### REQUIRED ACTION 1
Write out the passage of the news article on John Lee's primary defeat starting at "While some progressive" and ending at "said last week.".
### REQUIRED ACTION 2
Extend the article about the coalition that defeated state Sen. John Lee, picking up after its final sentence.

### EXCERPT PROVIDED
:::
AP Photo/Cathleen Allison
Wednesday, June 20, 2012 | 2 a.m.
While some progressive activists want to parlay their victory over a conservative Democratic lawmaker last week into a broader effort to move the Democratic Party left, the coalition that defeated state Sen. John Lee may have been just a one-shot deal.
Some coalition members who helped oust Lee in last week’s primary said they were not interested in broader goals of making the Democratic Party more liberal or taking out specific moderate lawmakers, as another leader of the coalition said last week.
“It was kind of the perfect storm,” said Nevada Conservation League Political Director Kyle Davis.
He said the group’s involvement in the election was about a bill sponsored by Lee that would remove Nevada from the Lake Tahoe Compact with California.
“We decided that bad actions needed to have consequences,” he said. “So we decided to do it. It’s not our issue to re-center the Democratic Party or move the Democratic Party in a progressive direction. Our concern is environmental issues.”
:::
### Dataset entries
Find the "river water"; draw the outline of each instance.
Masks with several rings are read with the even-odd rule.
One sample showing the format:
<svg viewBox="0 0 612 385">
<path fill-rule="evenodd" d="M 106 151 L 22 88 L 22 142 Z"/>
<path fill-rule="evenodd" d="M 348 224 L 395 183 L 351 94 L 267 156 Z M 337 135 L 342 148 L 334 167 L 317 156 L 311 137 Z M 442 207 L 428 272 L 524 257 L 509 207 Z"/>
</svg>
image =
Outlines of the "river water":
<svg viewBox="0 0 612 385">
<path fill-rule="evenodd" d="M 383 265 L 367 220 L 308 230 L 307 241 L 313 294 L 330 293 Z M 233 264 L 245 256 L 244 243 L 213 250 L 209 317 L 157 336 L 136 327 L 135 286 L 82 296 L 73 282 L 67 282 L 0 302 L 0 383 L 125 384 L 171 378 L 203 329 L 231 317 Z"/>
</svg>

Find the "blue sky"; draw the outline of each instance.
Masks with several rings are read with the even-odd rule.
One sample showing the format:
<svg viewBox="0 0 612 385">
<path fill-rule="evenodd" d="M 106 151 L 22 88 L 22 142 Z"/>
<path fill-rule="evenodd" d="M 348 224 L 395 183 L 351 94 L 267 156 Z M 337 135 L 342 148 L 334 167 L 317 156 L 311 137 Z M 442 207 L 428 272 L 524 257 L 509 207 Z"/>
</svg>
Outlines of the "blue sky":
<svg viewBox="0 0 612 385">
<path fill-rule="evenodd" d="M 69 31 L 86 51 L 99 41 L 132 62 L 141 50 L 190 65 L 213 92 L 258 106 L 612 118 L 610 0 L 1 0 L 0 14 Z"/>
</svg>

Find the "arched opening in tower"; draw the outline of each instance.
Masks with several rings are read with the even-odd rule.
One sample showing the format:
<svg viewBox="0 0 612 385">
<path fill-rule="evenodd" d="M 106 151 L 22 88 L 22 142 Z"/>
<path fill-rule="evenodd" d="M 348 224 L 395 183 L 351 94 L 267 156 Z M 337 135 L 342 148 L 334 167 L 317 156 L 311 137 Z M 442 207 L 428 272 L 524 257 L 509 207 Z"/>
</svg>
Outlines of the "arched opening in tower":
:::
### WRITTEN REPLY 1
While some progressive activists want to parlay their victory over a conservative Democratic lawmaker last week into a broader effort to move the Democratic Party left, the coalition that defeated state Sen. John Lee may have been just a one-shot deal.
Some coalition members who helped oust Lee in last week’s primary said they were not interested in broader goals of making the Democratic Party more liberal or taking out specific moderate lawmakers, as another leader of the coalition said last week.

### WRITTEN REPLY 2
Indeed, his group is nonpartisan. In a heated 2008 state Senate race, for example, the group sent mailers in support of Republican Joe Heck, who’s now a congressman.
Elisa Cafferata, president and CEO of Nevada Advocates for Planned Parenthood, said the group opposed Lee because of a survey he filled out in 2004, in which he staked out an anti-abortion position and support for restricting access to birth control.
She said Lee’s defeat is an indication voters care about women’s health issues.
Cafferata pointed to a failed initiative in Nevada to restrict abortions and proposals in other states to require “medically unnecessary” procedures for women before abortions.
“We hope the message from voters is pretty clear: Legislators in Nevada should not go and copy this legislation,” she said.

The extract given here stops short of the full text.